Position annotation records
(begin)

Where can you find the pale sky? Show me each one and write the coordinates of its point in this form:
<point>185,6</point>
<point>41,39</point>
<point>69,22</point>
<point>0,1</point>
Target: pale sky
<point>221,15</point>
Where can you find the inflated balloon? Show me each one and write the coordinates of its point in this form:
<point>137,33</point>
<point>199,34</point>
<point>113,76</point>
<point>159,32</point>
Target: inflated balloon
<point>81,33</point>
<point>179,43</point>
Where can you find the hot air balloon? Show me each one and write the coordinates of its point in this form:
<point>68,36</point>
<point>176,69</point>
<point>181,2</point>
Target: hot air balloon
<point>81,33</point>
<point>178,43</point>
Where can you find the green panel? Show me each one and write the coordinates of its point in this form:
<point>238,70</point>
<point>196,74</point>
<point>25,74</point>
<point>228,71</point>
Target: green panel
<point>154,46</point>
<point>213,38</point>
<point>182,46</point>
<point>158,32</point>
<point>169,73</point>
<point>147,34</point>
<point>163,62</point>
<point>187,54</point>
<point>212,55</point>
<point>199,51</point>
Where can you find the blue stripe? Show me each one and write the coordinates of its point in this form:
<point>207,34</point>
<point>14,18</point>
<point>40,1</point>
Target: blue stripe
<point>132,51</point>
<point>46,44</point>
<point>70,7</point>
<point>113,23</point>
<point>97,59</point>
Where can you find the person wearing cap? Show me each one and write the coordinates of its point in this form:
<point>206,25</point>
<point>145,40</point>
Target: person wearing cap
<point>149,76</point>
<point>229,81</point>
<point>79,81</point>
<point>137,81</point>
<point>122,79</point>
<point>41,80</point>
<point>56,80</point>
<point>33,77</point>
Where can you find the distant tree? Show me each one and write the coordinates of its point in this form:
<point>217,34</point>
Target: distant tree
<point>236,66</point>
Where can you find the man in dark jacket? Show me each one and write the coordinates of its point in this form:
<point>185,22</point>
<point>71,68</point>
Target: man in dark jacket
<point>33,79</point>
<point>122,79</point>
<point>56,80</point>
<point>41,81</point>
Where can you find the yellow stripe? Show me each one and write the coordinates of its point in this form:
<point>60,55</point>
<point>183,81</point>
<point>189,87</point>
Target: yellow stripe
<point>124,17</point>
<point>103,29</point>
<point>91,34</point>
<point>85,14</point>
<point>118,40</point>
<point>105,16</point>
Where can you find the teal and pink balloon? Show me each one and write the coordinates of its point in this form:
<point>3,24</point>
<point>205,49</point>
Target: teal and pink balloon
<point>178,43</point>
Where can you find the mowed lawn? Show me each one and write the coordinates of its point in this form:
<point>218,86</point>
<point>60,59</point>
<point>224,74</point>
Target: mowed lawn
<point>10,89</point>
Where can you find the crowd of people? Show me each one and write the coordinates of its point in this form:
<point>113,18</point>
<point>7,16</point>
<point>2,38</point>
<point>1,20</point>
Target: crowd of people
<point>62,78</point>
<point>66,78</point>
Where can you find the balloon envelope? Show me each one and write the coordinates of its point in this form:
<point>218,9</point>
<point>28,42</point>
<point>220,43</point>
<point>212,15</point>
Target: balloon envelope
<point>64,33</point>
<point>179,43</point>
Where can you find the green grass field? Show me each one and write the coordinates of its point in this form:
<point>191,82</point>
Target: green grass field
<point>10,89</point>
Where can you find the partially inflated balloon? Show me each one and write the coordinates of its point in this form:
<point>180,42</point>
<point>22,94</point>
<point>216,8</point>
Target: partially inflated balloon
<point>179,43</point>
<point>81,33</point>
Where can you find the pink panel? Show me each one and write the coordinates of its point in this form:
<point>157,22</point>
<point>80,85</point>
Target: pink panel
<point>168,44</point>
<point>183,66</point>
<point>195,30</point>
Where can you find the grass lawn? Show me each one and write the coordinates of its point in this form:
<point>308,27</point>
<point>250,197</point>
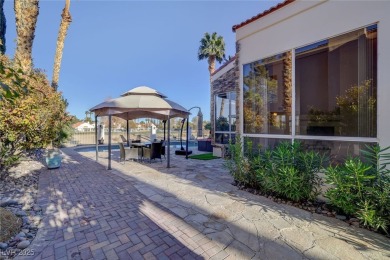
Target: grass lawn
<point>204,156</point>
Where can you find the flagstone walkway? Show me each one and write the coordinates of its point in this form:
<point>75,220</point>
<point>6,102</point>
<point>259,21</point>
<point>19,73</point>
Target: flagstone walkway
<point>189,211</point>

(end)

* _Your task_:
Turn the lines of all the entries above into one numbered list, skipping any blank lines and leaving the pictures out.

* _Task result_:
1. Where can you find the pale sky? Show me each one and write the coordinates of its point in this form:
2. <point>185,6</point>
3. <point>41,39</point>
4. <point>69,22</point>
5. <point>0,1</point>
6. Target: pale sky
7. <point>221,15</point>
8. Where can you find the inflated balloon? Show me each one and write the coordinates of its point in this form:
9. <point>137,33</point>
10. <point>199,34</point>
11. <point>113,76</point>
12. <point>159,32</point>
13. Target: inflated balloon
14. <point>81,33</point>
15. <point>179,43</point>
16. Where can you find the hot air balloon? Show me each one and write the coordinates of its point in this form:
17. <point>68,36</point>
18. <point>176,69</point>
19. <point>181,2</point>
20. Target: hot air balloon
21. <point>81,33</point>
22. <point>178,43</point>
23. Where can you find the green panel? Show me each one and write the coordinates of its point in this form:
24. <point>238,70</point>
25. <point>196,74</point>
26. <point>25,74</point>
27. <point>228,71</point>
28. Target: green panel
29. <point>154,46</point>
30. <point>213,38</point>
31. <point>182,46</point>
32. <point>158,32</point>
33. <point>169,73</point>
34. <point>147,34</point>
35. <point>163,62</point>
36. <point>187,54</point>
37. <point>212,55</point>
38. <point>199,51</point>
39. Where can you find the blue stripe? Show me each one and write the coordinates of its point in this form:
40. <point>207,34</point>
41. <point>14,18</point>
42. <point>40,1</point>
43. Target: blue stripe
44. <point>132,51</point>
45. <point>46,44</point>
46. <point>70,7</point>
47. <point>113,23</point>
48. <point>97,59</point>
49. Where can you find the person wearing cap? Show me each one and write the coordinates of its point in this form:
50. <point>206,25</point>
51. <point>145,40</point>
52. Target: person wearing cap
53. <point>149,76</point>
54. <point>229,81</point>
55. <point>79,81</point>
56. <point>137,81</point>
57. <point>122,79</point>
58. <point>41,80</point>
59. <point>56,80</point>
60. <point>33,77</point>
61. Where can you find the distant tree? Show me each one and write the coordinates of its point in this form:
62. <point>217,34</point>
63. Target: distant tree
64. <point>236,66</point>
65. Where can you find the man in dark jacket? Show me each one and write the coordinates of its point in this form:
66. <point>185,22</point>
67. <point>71,68</point>
68. Target: man in dark jacket
69. <point>33,79</point>
70. <point>122,79</point>
71. <point>56,80</point>
72. <point>41,81</point>
73. Where can you find the yellow stripe? Show me each one and write the coordinates of its point in this form:
74. <point>60,55</point>
75. <point>183,81</point>
76. <point>189,87</point>
77. Target: yellow stripe
78. <point>124,17</point>
79. <point>103,29</point>
80. <point>91,34</point>
81. <point>85,14</point>
82. <point>118,40</point>
83. <point>105,16</point>
84. Where can you find the teal and pink balloon? Show me each one and write the coordinates of its point in this form:
85. <point>3,24</point>
86. <point>205,49</point>
87. Target: teal and pink balloon
88. <point>178,43</point>
89. Where can you find the mowed lawn? Show me each one and write the coordinates of its point in this form:
90. <point>218,86</point>
91. <point>60,59</point>
92. <point>224,74</point>
93. Target: mowed lawn
94. <point>10,89</point>
95. Where can you find the crowd of people? Show me each one and write the coordinates of its point in this form:
96. <point>113,18</point>
97. <point>7,16</point>
98. <point>2,38</point>
99. <point>1,20</point>
100. Target: crowd of people
101. <point>62,78</point>
102. <point>66,78</point>
103. Where can you find the balloon envelope? Show me each one and write the coordinates of its point in this form:
104. <point>218,9</point>
105. <point>28,42</point>
106. <point>220,43</point>
107. <point>212,15</point>
108. Target: balloon envelope
109. <point>64,33</point>
110. <point>179,43</point>
111. Where can you find the green grass field? Show me each one and write the coordinates of its point in this form:
112. <point>191,82</point>
113. Target: green grass field
114. <point>10,89</point>
115. Where can you find the partially inflated balloon? Show me each one and write the coordinates of its point in this form:
116. <point>180,42</point>
117. <point>22,94</point>
118. <point>216,8</point>
119. Target: partially inflated balloon
120. <point>179,43</point>
121. <point>81,33</point>
122. Where can you find the pink panel? Show me each one and write the coordinates of its point in this form:
123. <point>157,22</point>
124. <point>80,85</point>
125. Target: pink panel
126. <point>168,44</point>
127. <point>183,66</point>
128. <point>195,30</point>
129. Where can you find the grass lawn? Show me each one and write the coordinates of its point in this form:
130. <point>308,27</point>
131. <point>250,197</point>
132. Target: grass lawn
133. <point>204,156</point>
134. Where can you find the flagstone walkway? Show me each one and write the coordinates of its point in this form:
135. <point>75,220</point>
136. <point>6,102</point>
137. <point>259,21</point>
138. <point>19,73</point>
139. Target: flagstone walkway
140. <point>189,211</point>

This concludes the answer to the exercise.